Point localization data
*** Begin section ***

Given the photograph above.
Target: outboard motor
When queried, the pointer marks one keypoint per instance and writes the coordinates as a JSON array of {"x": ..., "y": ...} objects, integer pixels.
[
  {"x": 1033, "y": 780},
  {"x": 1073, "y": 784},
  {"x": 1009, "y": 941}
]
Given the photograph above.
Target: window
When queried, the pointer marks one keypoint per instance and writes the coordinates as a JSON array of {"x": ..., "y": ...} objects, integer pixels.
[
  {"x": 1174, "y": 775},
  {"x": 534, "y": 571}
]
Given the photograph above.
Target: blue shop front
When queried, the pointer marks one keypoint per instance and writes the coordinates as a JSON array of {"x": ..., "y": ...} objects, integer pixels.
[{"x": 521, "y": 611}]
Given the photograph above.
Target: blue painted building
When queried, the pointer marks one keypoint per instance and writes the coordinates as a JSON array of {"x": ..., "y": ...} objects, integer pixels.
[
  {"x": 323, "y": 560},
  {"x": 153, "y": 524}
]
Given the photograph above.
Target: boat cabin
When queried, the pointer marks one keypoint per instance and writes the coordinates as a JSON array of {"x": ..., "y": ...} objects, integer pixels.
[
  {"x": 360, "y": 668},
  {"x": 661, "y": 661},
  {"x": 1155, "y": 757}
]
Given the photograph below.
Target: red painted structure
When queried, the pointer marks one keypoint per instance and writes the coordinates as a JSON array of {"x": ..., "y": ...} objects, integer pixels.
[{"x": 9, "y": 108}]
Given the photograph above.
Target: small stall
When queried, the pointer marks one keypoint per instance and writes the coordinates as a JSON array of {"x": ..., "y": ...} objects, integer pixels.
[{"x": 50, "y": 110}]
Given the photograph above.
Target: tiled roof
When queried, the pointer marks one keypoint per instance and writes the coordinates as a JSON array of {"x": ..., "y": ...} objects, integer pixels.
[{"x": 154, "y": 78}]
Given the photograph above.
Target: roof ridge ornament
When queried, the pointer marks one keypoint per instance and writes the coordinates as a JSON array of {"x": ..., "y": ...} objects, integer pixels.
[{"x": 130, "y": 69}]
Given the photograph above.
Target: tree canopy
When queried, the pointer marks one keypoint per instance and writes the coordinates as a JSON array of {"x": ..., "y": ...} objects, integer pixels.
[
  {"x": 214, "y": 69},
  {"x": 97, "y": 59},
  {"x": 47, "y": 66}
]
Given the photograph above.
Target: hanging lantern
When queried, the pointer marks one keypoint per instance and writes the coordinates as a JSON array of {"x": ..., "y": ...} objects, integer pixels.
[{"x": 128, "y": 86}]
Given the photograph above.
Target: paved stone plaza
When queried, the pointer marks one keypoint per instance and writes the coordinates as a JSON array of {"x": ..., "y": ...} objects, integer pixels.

*** End section ***

» YOUR ASSIGNMENT: Copy out the entries. Change nothing.

» YOUR RESPONSE:
Given the photograph above.
Target: outboard motor
When queried, the pointer marks one keypoint per instance and writes the coordinates as a JSON array of {"x": ..., "y": ...} objects, integer pixels.
[
  {"x": 1033, "y": 780},
  {"x": 1073, "y": 784},
  {"x": 1009, "y": 941}
]
Given the photograph above.
Target: window
When queried, the pointer marks one keypoint per instance and writes the coordinates as a JSON array of {"x": ..., "y": ...} objects, integer pixels.
[
  {"x": 1174, "y": 775},
  {"x": 534, "y": 571}
]
Given the photograph above.
Target: blue shop front
When queried, the pointer marks one keypoint per instance and writes the coordinates as a JSON array of {"x": ..., "y": ...} objects, integer pixels.
[{"x": 521, "y": 611}]
Given the photograph above.
Target: blue painted building
When queried, the pointer marks one keypoint per instance and writes the coordinates as a JSON array of {"x": ..., "y": ...} objects, integer pixels.
[
  {"x": 323, "y": 560},
  {"x": 153, "y": 524}
]
Given the photograph above.
Target: boat cabin
When queried, the pointer marks one keypoint per instance and writes the coordinates as a JSON array of {"x": ..., "y": ...} objects, integer pixels.
[
  {"x": 360, "y": 668},
  {"x": 661, "y": 661},
  {"x": 1155, "y": 757}
]
Given the photograph below.
Target: red painted structure
When queried, the pointer marks one keypoint per instance and writes the coordinates as a JSON array of {"x": ..., "y": ...} objects, integer pixels.
[{"x": 9, "y": 108}]
Given the photograph above.
Target: small stall
When queried, the pointer marks one keypoint per instance and writes the coordinates as a JSON array of {"x": ..., "y": ...} objects, integer pixels.
[{"x": 50, "y": 110}]
Given the photograph above.
Target: tiled roof
When queried, the pointer marks one keypoint per instance and writes the coordinates as a JSON array of {"x": ..., "y": ...} objects, integer pixels.
[{"x": 154, "y": 78}]
Given the photograph above.
Target: roof ridge ornament
When queried, the pointer marks one keypoint per instance and writes the coordinates as a JSON array of {"x": ..., "y": ...} objects, integer pixels.
[{"x": 130, "y": 69}]
Given the photograph above.
Target: tree canopy
When queried, the pointer marks one keypoint per instance and writes the coordinates as a JSON array of {"x": ..., "y": ...} objects, integer pixels.
[
  {"x": 214, "y": 69},
  {"x": 97, "y": 59},
  {"x": 47, "y": 66}
]
Given the photograph above.
Target: hanging lantern
When queried, the pointer marks one keypoint per instance and writes the coordinates as a JSON array of {"x": ..., "y": ...} objects, integer pixels.
[{"x": 128, "y": 86}]
Given the photograph above.
Target: paved stone plaza
When queried, the pointer marks one keypoint per instance and writes the coordinates as a JSON array of {"x": ..., "y": ...} objects, integer pixels.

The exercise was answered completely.